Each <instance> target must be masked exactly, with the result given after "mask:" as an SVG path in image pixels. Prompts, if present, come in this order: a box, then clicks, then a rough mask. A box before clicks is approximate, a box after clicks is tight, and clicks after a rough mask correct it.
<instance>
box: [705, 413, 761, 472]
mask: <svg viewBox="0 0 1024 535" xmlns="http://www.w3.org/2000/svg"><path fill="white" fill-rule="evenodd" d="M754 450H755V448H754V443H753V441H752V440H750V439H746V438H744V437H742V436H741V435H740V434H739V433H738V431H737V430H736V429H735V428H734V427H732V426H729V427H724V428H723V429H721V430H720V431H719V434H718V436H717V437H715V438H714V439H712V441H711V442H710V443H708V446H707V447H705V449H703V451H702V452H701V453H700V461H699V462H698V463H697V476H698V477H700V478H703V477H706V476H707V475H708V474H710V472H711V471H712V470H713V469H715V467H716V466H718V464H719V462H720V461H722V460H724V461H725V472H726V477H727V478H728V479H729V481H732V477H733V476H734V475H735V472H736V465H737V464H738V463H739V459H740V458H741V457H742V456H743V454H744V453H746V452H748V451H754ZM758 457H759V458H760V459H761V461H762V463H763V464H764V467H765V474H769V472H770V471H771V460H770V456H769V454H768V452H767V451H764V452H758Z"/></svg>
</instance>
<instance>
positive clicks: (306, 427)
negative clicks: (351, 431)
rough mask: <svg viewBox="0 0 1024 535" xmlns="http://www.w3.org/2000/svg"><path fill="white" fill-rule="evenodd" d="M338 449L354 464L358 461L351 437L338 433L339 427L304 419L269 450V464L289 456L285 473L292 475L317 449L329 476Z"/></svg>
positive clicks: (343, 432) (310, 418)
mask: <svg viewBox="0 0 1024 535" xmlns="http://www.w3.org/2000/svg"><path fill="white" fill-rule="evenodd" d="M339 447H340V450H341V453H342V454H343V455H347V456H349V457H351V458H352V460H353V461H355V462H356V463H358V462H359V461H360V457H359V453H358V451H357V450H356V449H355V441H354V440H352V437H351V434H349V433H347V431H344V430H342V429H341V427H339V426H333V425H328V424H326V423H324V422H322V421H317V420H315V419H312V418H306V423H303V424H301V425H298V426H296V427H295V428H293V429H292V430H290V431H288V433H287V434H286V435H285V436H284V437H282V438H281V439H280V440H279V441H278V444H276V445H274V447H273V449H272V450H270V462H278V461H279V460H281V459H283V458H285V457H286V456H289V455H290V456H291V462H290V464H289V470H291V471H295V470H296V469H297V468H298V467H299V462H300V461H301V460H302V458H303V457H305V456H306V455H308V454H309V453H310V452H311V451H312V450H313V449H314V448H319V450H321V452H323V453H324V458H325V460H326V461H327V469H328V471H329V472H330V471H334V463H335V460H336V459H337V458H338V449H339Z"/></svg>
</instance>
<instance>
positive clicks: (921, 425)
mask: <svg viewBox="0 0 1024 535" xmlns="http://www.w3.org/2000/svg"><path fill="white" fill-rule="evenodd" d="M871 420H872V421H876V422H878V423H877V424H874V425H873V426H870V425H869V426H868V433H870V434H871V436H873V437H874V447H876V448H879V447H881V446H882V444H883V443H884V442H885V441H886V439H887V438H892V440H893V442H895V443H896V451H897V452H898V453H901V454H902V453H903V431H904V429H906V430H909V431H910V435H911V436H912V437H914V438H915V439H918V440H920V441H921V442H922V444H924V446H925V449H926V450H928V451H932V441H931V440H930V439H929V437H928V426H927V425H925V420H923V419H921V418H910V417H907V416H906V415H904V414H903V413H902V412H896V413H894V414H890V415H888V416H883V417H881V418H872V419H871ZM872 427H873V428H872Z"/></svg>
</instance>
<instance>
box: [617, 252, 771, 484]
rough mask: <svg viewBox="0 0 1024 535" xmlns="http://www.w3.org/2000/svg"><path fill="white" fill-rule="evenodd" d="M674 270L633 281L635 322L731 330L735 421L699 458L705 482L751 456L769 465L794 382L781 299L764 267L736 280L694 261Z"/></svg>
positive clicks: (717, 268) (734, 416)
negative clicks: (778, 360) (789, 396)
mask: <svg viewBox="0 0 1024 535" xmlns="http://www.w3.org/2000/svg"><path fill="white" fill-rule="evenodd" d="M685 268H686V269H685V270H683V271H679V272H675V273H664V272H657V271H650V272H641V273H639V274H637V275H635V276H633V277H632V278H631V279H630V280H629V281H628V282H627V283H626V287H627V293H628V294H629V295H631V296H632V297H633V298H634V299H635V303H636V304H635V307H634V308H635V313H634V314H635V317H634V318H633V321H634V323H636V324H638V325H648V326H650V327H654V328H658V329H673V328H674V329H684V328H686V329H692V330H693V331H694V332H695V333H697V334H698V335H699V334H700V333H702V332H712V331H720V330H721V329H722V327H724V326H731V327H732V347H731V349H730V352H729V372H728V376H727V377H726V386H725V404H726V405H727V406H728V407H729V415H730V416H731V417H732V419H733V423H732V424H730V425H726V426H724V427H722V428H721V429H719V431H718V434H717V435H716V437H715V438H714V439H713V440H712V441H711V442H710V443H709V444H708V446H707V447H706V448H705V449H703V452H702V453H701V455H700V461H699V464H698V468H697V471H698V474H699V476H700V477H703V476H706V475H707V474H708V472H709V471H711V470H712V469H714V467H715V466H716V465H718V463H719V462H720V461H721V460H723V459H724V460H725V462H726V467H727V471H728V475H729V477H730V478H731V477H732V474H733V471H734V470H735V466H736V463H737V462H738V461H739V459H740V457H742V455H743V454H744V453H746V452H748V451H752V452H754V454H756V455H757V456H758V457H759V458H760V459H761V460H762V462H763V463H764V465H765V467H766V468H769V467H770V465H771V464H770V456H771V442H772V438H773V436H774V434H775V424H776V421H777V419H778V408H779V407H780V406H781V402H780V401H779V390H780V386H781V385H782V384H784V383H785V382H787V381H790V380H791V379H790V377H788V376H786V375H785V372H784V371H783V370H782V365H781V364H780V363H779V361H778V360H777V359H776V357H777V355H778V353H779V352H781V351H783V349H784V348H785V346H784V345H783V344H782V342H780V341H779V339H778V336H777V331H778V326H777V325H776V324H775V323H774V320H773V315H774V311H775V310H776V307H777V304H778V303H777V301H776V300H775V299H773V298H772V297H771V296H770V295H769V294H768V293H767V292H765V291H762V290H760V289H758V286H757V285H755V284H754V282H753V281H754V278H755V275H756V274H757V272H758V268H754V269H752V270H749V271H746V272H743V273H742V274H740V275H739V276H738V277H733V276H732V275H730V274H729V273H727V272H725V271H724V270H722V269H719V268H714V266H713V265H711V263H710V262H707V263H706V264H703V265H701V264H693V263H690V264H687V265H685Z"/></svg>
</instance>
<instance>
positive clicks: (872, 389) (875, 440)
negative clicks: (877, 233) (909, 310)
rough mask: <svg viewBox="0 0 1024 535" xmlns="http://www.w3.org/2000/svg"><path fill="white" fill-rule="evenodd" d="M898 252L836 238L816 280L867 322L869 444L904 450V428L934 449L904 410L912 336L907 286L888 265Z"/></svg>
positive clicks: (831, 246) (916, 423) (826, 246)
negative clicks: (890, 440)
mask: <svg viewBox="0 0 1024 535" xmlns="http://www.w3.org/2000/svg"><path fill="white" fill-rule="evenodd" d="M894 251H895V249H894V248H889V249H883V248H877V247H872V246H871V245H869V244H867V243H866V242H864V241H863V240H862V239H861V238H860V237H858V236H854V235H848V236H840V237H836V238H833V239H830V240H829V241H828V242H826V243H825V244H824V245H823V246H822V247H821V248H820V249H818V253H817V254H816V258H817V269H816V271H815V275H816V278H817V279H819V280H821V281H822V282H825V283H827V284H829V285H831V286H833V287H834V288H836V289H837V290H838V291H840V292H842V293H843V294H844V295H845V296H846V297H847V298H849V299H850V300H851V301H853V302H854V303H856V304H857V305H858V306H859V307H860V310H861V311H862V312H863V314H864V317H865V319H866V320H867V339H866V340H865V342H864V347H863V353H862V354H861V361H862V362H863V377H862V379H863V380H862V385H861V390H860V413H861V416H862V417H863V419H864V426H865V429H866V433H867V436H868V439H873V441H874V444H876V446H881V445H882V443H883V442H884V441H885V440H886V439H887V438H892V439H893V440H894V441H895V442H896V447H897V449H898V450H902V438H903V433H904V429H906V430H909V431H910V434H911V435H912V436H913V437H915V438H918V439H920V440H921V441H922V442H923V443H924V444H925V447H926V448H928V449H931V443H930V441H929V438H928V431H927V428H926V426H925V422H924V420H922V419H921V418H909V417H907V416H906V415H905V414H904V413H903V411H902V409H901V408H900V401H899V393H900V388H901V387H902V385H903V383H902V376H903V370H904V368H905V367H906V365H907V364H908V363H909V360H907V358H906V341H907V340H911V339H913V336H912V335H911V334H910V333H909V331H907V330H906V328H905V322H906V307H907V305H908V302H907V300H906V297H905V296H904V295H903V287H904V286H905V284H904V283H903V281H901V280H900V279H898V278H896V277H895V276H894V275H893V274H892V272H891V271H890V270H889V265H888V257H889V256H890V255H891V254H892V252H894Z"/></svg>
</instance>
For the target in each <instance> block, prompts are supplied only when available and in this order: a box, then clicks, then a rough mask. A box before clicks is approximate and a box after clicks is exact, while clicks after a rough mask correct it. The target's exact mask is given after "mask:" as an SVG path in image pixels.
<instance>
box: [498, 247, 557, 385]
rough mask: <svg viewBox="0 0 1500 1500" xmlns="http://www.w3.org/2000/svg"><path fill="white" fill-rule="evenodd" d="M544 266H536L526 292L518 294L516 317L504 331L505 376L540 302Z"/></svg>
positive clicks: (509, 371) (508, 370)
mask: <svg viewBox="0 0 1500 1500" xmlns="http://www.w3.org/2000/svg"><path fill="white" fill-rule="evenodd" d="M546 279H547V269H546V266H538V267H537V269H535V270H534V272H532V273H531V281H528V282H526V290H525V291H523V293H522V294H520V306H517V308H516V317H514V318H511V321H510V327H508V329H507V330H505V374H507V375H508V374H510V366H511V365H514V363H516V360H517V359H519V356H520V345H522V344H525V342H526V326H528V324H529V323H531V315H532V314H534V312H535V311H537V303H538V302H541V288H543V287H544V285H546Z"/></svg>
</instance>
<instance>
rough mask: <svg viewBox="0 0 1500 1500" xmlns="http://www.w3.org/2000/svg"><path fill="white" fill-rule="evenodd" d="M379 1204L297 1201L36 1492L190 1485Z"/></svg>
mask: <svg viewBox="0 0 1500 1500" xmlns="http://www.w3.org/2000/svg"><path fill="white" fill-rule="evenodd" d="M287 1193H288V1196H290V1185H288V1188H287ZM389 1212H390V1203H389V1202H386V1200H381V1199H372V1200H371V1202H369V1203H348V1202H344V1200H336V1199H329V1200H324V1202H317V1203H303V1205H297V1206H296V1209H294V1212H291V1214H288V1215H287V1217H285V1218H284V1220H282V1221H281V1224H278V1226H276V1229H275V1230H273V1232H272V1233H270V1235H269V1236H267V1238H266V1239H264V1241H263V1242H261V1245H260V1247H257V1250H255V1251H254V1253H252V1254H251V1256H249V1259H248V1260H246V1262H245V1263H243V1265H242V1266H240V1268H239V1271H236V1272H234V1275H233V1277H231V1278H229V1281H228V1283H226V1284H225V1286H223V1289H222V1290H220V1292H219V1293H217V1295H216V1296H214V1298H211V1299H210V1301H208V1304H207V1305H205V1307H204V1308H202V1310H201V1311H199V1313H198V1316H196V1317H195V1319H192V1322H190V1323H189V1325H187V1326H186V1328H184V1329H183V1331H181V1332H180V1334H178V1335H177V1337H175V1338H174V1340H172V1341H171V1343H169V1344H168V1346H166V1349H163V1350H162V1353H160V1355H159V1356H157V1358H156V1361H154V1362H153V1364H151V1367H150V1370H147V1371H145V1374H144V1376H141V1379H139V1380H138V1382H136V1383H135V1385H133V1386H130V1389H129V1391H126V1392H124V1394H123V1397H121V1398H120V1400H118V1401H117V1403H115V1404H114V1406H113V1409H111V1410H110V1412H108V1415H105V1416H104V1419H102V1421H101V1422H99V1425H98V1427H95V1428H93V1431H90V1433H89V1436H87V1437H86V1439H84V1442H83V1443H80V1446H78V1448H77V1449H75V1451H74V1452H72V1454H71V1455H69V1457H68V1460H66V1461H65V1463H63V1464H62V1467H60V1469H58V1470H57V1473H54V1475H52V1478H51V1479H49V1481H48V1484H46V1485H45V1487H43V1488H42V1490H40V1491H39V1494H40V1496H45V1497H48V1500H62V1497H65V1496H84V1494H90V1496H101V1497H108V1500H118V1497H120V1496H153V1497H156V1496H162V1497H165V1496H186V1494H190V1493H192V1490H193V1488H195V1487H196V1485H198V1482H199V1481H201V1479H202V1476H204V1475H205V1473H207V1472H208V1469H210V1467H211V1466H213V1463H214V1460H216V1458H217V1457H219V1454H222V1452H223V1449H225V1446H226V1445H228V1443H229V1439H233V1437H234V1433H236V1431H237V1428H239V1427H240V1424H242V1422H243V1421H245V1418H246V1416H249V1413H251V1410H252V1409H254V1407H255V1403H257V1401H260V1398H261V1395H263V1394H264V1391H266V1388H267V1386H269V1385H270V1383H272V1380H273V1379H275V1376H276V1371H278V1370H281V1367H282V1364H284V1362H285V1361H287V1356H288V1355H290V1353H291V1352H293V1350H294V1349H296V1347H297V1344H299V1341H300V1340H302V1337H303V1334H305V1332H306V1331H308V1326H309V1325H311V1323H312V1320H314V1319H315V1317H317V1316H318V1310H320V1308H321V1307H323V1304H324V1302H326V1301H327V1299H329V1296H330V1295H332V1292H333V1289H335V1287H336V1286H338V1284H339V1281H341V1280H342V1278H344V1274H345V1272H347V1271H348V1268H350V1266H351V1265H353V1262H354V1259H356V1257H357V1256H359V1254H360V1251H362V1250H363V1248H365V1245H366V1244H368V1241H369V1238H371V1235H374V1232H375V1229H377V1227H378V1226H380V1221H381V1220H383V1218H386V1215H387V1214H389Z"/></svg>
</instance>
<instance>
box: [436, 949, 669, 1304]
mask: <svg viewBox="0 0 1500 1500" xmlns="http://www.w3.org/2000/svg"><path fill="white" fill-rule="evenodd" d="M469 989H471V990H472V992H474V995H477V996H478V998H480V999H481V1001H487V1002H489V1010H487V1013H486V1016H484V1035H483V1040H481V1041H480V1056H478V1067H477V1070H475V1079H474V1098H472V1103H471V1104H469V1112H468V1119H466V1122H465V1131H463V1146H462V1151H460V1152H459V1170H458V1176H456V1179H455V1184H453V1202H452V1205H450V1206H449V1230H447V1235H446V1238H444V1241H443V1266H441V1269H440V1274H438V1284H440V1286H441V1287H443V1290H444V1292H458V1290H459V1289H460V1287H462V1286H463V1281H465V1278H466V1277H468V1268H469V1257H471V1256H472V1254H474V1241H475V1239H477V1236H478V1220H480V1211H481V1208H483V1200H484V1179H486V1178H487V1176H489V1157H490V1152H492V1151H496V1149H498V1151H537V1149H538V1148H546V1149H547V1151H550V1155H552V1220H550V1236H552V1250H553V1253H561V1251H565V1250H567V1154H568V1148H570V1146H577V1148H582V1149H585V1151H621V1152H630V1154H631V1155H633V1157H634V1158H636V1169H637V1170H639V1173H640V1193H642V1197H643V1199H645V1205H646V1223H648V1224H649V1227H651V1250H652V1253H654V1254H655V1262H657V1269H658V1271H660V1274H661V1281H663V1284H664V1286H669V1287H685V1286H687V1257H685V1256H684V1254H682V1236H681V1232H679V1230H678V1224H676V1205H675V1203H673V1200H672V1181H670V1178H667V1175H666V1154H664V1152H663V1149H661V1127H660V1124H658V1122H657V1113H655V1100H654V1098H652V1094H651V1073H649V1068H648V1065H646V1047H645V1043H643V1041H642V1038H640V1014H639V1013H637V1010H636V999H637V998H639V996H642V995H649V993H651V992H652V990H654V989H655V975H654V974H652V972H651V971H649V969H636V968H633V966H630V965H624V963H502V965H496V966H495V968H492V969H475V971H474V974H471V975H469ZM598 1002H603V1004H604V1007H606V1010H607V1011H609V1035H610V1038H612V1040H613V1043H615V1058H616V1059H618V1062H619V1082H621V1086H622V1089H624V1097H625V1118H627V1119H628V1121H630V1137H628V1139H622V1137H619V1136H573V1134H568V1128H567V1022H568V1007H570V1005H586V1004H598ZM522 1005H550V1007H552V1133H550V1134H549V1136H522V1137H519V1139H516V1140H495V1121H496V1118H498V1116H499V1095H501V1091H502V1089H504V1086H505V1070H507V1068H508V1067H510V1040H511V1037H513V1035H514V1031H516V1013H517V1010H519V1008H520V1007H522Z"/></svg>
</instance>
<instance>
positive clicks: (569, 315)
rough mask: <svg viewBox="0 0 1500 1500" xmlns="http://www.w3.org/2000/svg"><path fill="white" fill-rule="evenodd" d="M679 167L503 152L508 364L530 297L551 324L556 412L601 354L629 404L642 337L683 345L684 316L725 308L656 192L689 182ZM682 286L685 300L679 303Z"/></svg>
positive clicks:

Work request -> All lines above holding the word "order" make up the answer; copy each one.

Solution for this task ->
Each <instance> target must be masked exactly, with the result given after "mask:" as an SVG path in image pixels. Prompts, if present, come in this order: a box, then clicks, then a rough mask. A box before clicks is approximate, a box after clicks is tight, and clicks after a rough mask correct it.
For the target in each <instance> block, prompts are supplied only when available and in this order: a box, then clicks, then a rough mask. A box before clicks is approximate and a box after clicks is exact, while clicks after a rough mask correct it. The target's exact mask is given after "mask:" as an SVG path in image pixels.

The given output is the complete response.